◆ **Given problem**
Rewrite all of the records below, swapping "Place one point" for "Put one point" wherever it occurs and leaving everything else unchanged.
**** Records for this exercise ****
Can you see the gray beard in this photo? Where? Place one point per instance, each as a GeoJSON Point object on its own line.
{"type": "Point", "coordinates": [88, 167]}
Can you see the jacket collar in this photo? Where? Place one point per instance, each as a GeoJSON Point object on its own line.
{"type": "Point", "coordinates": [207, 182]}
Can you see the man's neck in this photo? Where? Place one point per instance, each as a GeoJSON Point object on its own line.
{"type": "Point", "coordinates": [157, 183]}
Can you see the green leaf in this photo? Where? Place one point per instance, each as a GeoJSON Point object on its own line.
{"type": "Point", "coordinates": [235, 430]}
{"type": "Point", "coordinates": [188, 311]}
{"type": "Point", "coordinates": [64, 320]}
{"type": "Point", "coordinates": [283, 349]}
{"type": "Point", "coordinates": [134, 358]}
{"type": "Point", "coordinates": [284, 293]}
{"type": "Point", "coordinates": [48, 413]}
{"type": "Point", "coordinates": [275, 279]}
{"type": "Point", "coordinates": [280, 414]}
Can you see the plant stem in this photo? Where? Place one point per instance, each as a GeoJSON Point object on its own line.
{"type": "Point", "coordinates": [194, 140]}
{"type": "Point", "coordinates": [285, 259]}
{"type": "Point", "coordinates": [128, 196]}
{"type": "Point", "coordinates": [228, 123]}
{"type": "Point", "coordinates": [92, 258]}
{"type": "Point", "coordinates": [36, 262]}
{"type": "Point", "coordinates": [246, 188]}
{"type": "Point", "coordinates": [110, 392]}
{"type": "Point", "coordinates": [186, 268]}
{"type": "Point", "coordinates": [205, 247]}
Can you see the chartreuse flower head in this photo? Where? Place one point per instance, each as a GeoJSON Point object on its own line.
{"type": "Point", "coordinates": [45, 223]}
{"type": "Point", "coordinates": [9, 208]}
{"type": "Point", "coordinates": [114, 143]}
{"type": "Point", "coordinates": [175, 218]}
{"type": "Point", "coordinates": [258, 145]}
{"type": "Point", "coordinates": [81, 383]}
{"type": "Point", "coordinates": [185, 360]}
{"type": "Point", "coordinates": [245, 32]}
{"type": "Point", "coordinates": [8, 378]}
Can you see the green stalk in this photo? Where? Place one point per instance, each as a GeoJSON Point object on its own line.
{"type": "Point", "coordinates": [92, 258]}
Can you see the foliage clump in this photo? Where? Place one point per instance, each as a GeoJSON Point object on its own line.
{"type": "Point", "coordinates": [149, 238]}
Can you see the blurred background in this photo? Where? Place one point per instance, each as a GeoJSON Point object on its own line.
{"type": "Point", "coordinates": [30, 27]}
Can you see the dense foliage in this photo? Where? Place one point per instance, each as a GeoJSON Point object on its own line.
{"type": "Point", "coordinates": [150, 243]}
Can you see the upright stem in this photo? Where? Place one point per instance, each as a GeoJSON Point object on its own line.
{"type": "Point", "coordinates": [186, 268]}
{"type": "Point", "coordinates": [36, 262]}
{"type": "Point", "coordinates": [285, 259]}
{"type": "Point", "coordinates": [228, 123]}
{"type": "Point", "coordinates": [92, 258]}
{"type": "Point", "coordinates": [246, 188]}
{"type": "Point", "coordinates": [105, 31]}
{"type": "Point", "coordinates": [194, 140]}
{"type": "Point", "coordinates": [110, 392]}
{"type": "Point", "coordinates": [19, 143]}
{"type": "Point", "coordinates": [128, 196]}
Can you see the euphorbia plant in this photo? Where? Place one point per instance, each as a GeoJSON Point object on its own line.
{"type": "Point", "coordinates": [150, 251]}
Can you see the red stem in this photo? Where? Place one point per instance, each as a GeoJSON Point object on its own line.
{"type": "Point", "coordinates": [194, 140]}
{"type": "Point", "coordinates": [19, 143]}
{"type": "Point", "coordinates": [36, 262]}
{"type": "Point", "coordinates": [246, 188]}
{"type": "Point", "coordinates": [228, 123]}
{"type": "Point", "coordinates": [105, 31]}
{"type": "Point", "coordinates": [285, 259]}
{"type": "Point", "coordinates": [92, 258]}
****
◆ **The reply**
Can you see the gray beard in this photo? Where? Put one point per instance, each as a GeoJSON Point object on its own line.
{"type": "Point", "coordinates": [88, 167]}
Can you see the jacket collar in this photo? Where? Put one point per instance, each as a GeoJSON Point object on its own line.
{"type": "Point", "coordinates": [207, 182]}
Can you see the man's neck in this photo? Where? Put one point per instance, each as a GeoJSON Point object on its own line.
{"type": "Point", "coordinates": [157, 183]}
Can you see the green leaf in this photo? Where? Put one point per instance, each as a GeoJSON Point object on its own line.
{"type": "Point", "coordinates": [235, 430]}
{"type": "Point", "coordinates": [188, 311]}
{"type": "Point", "coordinates": [64, 320]}
{"type": "Point", "coordinates": [283, 349]}
{"type": "Point", "coordinates": [134, 358]}
{"type": "Point", "coordinates": [284, 293]}
{"type": "Point", "coordinates": [48, 413]}
{"type": "Point", "coordinates": [275, 279]}
{"type": "Point", "coordinates": [280, 414]}
Can you see the plant stem in this photo? Where? Put one point per instance, each as a GeoJSON Point object on its own line.
{"type": "Point", "coordinates": [194, 140]}
{"type": "Point", "coordinates": [285, 259]}
{"type": "Point", "coordinates": [128, 196]}
{"type": "Point", "coordinates": [228, 123]}
{"type": "Point", "coordinates": [92, 258]}
{"type": "Point", "coordinates": [36, 262]}
{"type": "Point", "coordinates": [246, 188]}
{"type": "Point", "coordinates": [110, 392]}
{"type": "Point", "coordinates": [186, 268]}
{"type": "Point", "coordinates": [205, 247]}
Can you see the chartreuse flower head in this photo? Where? Put one point per instance, each as a GeoJSON Point object on its own line.
{"type": "Point", "coordinates": [45, 223]}
{"type": "Point", "coordinates": [9, 208]}
{"type": "Point", "coordinates": [114, 143]}
{"type": "Point", "coordinates": [175, 218]}
{"type": "Point", "coordinates": [258, 145]}
{"type": "Point", "coordinates": [81, 383]}
{"type": "Point", "coordinates": [185, 360]}
{"type": "Point", "coordinates": [245, 32]}
{"type": "Point", "coordinates": [8, 378]}
Can you see the green stalk in this photo? Where? Put one point per instance, each as a GeoJSON Point object on its own line.
{"type": "Point", "coordinates": [92, 258]}
Can you see the foliage clump in this photo? Where? Put one point per instance, each as a GeoJSON Point object on its own line.
{"type": "Point", "coordinates": [149, 238]}
Can you see the blurred background in this photo? Where? Put one point per instance, each as a GeoJSON Point object on its own line.
{"type": "Point", "coordinates": [30, 27]}
Can you see the dense foliage in this photo? Where? Put one point per instance, each as a GeoJSON Point object on its own line.
{"type": "Point", "coordinates": [150, 243]}
Can you see the upright stem in this photo? Where? Put one point per instance, each as a GeoJSON Point object on its own line.
{"type": "Point", "coordinates": [186, 268]}
{"type": "Point", "coordinates": [36, 262]}
{"type": "Point", "coordinates": [285, 259]}
{"type": "Point", "coordinates": [228, 123]}
{"type": "Point", "coordinates": [92, 258]}
{"type": "Point", "coordinates": [246, 188]}
{"type": "Point", "coordinates": [105, 31]}
{"type": "Point", "coordinates": [194, 140]}
{"type": "Point", "coordinates": [110, 392]}
{"type": "Point", "coordinates": [19, 143]}
{"type": "Point", "coordinates": [128, 196]}
Can you see the euphorbia plant in this photo? Where? Put one point per instance, each as a GeoJSON Point object on its own line.
{"type": "Point", "coordinates": [150, 251]}
Can you see the red stem in this photo? Where? Put one point per instance, each as a GeoJSON Point object on its own line.
{"type": "Point", "coordinates": [194, 140]}
{"type": "Point", "coordinates": [19, 143]}
{"type": "Point", "coordinates": [36, 262]}
{"type": "Point", "coordinates": [246, 188]}
{"type": "Point", "coordinates": [228, 123]}
{"type": "Point", "coordinates": [105, 31]}
{"type": "Point", "coordinates": [285, 259]}
{"type": "Point", "coordinates": [92, 258]}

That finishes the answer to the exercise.